▸ WHAT NEEDS TO BE DONE:
Please reproduce the essay excerpt word for word, starting with "To his credit, he" and going on through "People’s Exhibit E.".

This seems as good a time as any to acknowledge an inspiring person from decades back
The following is excerpted from an essay I wrote for Scrib’d, a long essay called People, Places, Things.
You still with me? Baby steps, I promise. The only other not-white person back in the Sears catalog of my childhood was a Japanese-American man named Noburo Fukuda, whom everyone called “Peanuts,” and not for a nice reason. Not at first. He’d immigrated in 1919 and eventually laid track for the Northern Pacific Railway. His co-workers, so the story goes, thought he was crazy. They used to ask, “What kind of nuts are you?” And when he answered, “Plain nuts,” they heard “Peanuts.” By the time I was born, that’s the only name he’d ever had.
To his credit, he embraced the name and spent his retirement walking and bicycling around the back roads. In our car we’d see him and scream for my dad to pull over. This memory seems, these days, outlandish, but we’d run to him and this stranger would give us candy. Every kid in the area ran to him and hugged him and accepted free candy from this old man. To reinforce his brand, he gave out those oversize marshmallow “peanuts” colored orange-pink. They’re still around, called Circus Peanuts, and they taste exactly the way spray paint smells. Exactly.
I introduce People’s Exhibit E.
Despite the Woody Guthrie song “Pastures of Plenty,” the area I called home other people called the Scablands. During prehistoric times, ice dams would back up the Columbia River to create a lake the size of Lake Erie. The dam would break, and all that water would scour the landscape. The process repeated, leaving behind bare rock and a place so desolate the federal government had no problem siting the Hanford Nuclear Reservation there. The wind, it almost never stopped. The Cascade Mountains forced clouds to drop their moisture, creating a rain shadow that left every place east of the mountains bone-dry.
That blank, epic blah made my dad’s goal all the harder on joint-custody weekends. By then my folks had separated, and he’d set his cap to show us kids something amazing every Saturday. One time the Pasco Airport, served by Cascade Airways, which became known locally as “Crashcade” after a failed, fiery landing there. Just as the Jack in the Box in Tacoma became “Kid in a Box” after E. coli killed two children there.

▸ EXTRACTED INFORMATION:

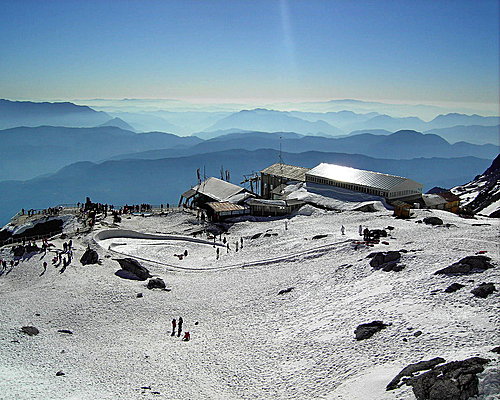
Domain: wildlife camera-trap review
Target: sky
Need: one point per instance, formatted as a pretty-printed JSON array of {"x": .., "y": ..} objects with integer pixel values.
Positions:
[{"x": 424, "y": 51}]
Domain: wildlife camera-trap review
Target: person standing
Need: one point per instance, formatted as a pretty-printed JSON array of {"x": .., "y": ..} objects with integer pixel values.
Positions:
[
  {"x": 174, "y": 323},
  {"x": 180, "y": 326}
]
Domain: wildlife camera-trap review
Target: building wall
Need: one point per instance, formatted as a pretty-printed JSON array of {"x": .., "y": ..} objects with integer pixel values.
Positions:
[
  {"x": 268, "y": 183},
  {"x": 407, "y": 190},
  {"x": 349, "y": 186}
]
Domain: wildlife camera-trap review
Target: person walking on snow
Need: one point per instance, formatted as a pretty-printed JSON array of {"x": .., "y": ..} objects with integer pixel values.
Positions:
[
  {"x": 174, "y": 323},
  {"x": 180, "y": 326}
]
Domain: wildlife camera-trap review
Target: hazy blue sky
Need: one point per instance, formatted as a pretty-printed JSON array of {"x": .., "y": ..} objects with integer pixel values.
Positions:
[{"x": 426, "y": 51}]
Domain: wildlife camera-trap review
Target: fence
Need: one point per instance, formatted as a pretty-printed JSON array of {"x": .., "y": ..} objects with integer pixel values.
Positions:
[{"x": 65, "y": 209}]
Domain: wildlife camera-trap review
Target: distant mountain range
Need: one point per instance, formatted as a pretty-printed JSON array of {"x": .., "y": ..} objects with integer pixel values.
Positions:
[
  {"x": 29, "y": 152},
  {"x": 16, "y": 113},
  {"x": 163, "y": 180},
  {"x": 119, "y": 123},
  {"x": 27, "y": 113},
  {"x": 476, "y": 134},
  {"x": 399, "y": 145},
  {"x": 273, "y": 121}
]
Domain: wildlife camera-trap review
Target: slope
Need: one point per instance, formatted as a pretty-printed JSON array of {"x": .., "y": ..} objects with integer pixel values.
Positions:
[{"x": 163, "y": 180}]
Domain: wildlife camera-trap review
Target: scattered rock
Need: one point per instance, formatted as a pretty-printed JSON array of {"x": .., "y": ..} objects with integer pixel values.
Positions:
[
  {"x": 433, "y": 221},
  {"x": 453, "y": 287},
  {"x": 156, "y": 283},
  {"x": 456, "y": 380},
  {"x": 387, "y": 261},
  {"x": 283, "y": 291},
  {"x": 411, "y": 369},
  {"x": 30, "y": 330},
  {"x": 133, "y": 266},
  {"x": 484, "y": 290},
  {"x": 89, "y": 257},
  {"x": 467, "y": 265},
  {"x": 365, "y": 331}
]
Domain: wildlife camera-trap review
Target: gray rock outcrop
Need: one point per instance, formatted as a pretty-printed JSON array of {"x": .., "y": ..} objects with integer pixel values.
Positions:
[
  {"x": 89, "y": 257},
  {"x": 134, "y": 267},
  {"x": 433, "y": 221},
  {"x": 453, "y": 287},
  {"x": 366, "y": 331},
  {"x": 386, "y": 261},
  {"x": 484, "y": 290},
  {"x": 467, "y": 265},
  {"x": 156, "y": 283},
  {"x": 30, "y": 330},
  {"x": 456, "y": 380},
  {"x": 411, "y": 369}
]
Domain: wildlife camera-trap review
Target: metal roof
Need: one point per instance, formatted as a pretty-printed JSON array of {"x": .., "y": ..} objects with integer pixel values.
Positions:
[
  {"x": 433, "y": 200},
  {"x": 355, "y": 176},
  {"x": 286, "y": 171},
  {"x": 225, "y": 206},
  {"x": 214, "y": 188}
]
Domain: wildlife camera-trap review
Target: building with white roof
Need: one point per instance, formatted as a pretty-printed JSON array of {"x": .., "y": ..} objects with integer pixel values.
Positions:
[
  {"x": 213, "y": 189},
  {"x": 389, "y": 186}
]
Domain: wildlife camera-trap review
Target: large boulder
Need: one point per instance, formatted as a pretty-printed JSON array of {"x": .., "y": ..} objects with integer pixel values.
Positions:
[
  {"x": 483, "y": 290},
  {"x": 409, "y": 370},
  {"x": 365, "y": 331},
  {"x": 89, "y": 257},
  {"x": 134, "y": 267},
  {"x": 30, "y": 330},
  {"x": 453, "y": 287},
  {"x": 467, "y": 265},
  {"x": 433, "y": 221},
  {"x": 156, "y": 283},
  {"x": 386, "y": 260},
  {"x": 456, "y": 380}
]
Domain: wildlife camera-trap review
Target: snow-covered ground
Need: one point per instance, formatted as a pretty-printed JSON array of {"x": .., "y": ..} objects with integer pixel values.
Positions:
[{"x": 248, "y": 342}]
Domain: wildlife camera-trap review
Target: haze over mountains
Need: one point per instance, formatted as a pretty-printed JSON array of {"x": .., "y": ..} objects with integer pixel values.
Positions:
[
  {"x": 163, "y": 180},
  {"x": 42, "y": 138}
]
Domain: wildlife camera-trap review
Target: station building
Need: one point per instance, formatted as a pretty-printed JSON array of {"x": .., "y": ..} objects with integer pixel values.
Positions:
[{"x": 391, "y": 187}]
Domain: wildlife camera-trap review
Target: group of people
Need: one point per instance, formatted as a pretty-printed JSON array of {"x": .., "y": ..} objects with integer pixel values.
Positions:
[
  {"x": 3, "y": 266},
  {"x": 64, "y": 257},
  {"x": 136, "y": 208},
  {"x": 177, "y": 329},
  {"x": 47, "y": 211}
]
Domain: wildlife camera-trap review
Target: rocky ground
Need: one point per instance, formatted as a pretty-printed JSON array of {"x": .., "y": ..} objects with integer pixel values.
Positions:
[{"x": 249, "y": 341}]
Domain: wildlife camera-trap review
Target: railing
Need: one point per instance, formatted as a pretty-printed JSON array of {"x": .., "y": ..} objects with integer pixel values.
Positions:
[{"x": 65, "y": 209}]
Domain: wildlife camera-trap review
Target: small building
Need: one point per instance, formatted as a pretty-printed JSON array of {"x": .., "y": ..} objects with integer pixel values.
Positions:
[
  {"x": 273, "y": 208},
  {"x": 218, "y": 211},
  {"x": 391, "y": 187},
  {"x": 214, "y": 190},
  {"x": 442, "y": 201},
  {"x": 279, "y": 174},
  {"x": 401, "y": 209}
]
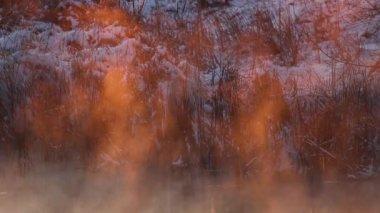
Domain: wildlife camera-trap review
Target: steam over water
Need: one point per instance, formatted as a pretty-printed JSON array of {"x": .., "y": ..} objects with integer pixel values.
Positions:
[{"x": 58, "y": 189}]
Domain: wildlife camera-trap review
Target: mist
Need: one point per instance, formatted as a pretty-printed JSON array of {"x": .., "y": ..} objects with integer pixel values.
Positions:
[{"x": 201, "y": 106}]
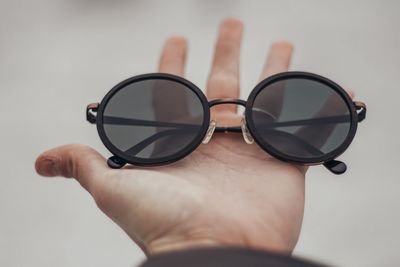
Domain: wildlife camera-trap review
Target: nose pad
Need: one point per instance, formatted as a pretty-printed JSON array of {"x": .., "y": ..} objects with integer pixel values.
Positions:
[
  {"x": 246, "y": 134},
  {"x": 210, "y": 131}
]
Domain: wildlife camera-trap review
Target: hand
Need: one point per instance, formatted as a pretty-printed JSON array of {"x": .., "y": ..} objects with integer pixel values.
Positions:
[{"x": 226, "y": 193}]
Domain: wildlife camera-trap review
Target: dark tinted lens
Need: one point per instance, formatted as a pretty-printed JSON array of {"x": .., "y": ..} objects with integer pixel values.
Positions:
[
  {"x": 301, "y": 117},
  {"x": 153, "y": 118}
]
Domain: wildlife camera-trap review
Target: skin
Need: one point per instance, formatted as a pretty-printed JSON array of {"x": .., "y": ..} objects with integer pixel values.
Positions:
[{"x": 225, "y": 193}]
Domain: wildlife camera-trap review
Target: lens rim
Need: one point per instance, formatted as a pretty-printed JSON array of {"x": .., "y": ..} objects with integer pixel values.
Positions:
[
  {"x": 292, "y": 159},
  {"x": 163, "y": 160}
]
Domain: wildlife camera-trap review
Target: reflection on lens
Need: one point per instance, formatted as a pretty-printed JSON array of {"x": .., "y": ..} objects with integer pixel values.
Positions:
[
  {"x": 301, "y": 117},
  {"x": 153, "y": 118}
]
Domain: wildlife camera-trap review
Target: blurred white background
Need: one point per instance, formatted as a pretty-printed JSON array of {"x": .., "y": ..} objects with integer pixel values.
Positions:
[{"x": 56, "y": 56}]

▸ THE RESPONSE:
To his credit, he embraced the name and spent his retirement walking and bicycling around the back roads. In our car we’d see him and scream for my dad to pull over. This memory seems, these days, outlandish, but we’d run to him and this stranger would give us candy. Every kid in the area ran to him and hugged him and accepted free candy from this old man. To reinforce his brand, he gave out those oversize marshmallow “peanuts” colored orange-pink. They’re still around, called Circus Peanuts, and they taste exactly the way spray paint smells. Exactly.
I introduce People’s Exhibit E.